-- start of DATA ROWS --

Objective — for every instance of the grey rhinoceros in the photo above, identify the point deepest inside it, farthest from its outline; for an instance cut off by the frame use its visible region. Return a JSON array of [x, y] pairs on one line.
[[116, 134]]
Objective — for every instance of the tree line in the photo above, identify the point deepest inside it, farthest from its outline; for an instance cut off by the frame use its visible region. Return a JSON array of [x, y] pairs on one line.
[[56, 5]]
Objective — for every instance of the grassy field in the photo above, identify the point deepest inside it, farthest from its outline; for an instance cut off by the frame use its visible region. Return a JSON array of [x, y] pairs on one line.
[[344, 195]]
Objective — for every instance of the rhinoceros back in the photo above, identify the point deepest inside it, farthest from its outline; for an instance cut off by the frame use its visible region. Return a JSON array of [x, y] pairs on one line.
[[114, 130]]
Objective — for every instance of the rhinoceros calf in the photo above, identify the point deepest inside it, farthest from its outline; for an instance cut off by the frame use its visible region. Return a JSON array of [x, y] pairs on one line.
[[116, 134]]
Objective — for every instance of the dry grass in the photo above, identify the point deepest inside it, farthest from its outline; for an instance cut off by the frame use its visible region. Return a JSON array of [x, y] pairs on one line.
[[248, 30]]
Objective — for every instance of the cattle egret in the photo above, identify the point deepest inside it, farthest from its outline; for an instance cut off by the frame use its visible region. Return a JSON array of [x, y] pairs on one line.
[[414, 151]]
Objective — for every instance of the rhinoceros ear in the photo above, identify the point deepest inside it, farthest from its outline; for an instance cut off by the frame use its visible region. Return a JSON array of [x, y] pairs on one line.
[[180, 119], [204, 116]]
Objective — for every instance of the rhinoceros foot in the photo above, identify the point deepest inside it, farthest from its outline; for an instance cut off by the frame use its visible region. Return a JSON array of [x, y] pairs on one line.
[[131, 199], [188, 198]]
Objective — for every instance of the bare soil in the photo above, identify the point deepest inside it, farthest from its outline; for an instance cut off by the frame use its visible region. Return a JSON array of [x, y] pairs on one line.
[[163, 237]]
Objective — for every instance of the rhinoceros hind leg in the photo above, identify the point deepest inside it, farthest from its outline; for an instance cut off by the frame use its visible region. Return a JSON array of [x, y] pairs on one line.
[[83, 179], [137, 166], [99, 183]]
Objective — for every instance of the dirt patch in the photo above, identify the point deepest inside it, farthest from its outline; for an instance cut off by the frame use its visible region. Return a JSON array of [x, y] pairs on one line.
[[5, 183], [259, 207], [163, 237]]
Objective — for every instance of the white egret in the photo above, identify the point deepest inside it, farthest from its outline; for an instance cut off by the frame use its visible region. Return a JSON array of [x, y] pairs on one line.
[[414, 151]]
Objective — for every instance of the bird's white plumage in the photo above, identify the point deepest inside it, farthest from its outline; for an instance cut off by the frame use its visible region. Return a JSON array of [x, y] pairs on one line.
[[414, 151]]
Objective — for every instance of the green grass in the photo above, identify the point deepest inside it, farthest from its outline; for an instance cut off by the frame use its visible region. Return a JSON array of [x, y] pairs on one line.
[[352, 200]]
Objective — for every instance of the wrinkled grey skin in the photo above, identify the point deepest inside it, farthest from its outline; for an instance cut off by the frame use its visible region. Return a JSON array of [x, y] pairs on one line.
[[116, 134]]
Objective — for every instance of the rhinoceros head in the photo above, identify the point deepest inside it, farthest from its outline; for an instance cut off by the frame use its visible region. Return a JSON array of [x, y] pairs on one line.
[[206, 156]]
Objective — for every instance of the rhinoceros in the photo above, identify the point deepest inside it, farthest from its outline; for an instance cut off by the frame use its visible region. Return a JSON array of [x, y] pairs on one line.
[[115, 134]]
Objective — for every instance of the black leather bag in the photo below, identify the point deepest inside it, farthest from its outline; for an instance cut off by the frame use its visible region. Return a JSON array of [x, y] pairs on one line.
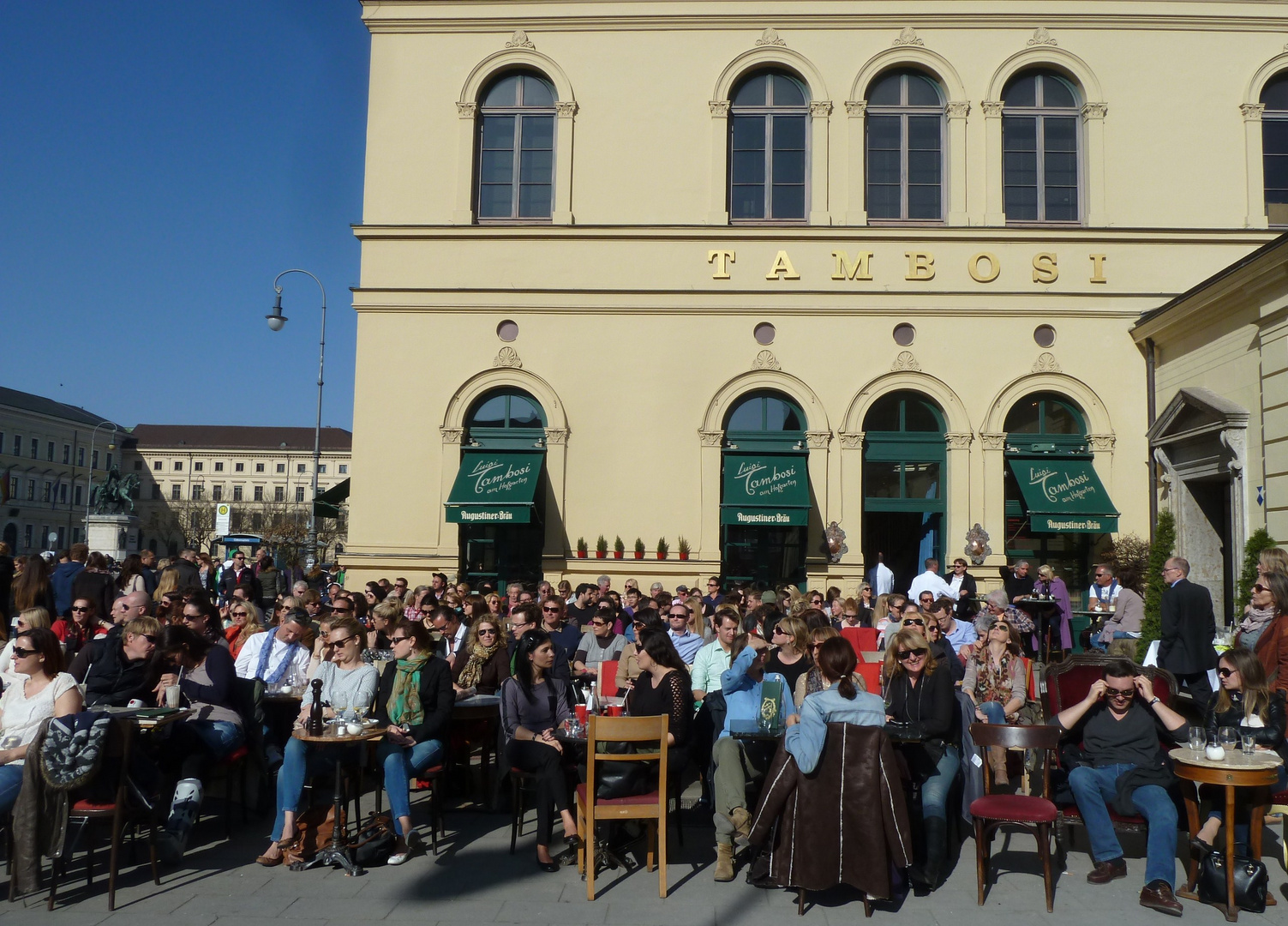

-- end of DATA ROWS --

WRITTEN INSTRUCTION
Collect every line from the items above that contains the word "dirt" and list each of those lines in full.

WRITTEN SOLUTION
Objective — for every instance of the dirt patch in the photo above, identify the point deepest inside it, farthest from its outline; for an instance cut off by the frame use its visible region. Return a JSON array of [x, y] pairs on one line.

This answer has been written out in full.